**WORK ITEM**
Answer these questions from the text on organizational change and strategy implementation:
1. How does the text define power?
2. What ways of empowering people does the text list?
3. What weakness does the text give for using inventories or questionnaires to measure corporate culture?

It is vital to bear in mind that organizational change is not an intellectual process concerned with the design of ever-more-complex and elegant organisational structures. It is to do with the human side of the enterprise and is essentially about changing people’s attitudes, feelings and – above all else – their behaviour. The behaviour of the employees affects the success of the organization. Strategic implementation requires support, discipline, motivation and hard work from all managers and employees.
Influence Tactics: The organizational leaders have to successfully implement the strategies and achieve the objectives. Therefore the leader has to change the behaviour of superiors, peers or subordinates. For this, they must develop and communicate the vision of the future and motivate organizational members to move in that direction.
Power: it is the potential ability to influence the behaviour of others. Leaders often use their power to influence others and implement the strategy. Formal authority comes through a leader's position in the organization (He cannot use the power to influence customers and government officials) the leaders have to exercise something more than that of formal authority (Expertise, charisma, reward power, information power, legitimate power, coercive power).
Empowerment as a way of Influencing Behavior: The top executives have to empower lower-level employees. Training, self-managed work groups eliminating whole levels of management in the organization and aggressive use of automation are some of the ways to empower people at various places.
Political Implications of Power: Organization politics is defined as those set of activities engaged in by people to acquire, enhance and employ power and other resources to achieve preferred outcomes in organizational settings characterized by uncertainties. Organizations must try to manage political behaviour while implementing strategies. They should;
Define job duties clearly.
Design job properly.
Demonstrate proper behaviours.
Promote understanding.
Allocate resources judiciously.
Leadership Style and Culture Change: Culture is the set of values, beliefs, and behaviours that help its members understand what the organization stands for, how it does things and what it considers important. Firms' culture must be appropriate and support the firm. The culture should have some value in it. Changing the corporate culture involves persuading people to abandon many of their existing beliefs and values, and the behaviours that stem from them, and to adopt new ones. The first difficulty that arises in practice is to identify the principal characteristics of the existing culture. The process of understanding and gaining insight into the existing culture can be aided by using one of the standards and properly validated inventories or questionnaires that several consultants have developed to measure the characteristics of the corporate culture. These offer the advantage of being able to benchmark the culture against those of other, comparable firms that have used the same instruments. The weakness of this approach is that the information thus obtained tends to be more superficial and less rich than material from other sources such as interviews and group discussions and from studies of the company’s history. In carrying out this diagnostic exercise, such instruments can be supplemented by surveys of employee opinions and attitudes and complementary information from surveys of customers and suppliers or the public at large.

Items from a dataset

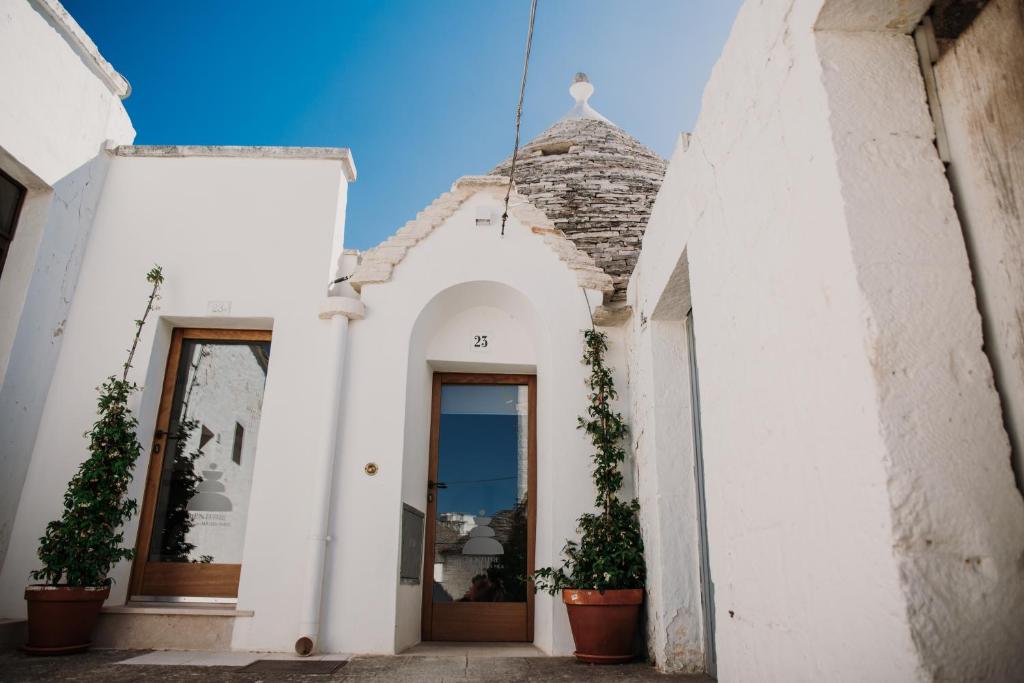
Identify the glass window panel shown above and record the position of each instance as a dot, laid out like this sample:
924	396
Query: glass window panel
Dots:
482	464
203	500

**SOLUTION TO THE EXERCISE**
1. Power is the potential ability to influence the behaviour of others.
2. Training, self-managed work groups eliminating whole levels of management in the organization, and aggressive use of automation.
3. The information they produce tends to be more superficial and less rich than material from other sources such as interviews, group discussions, and studies of the company's history.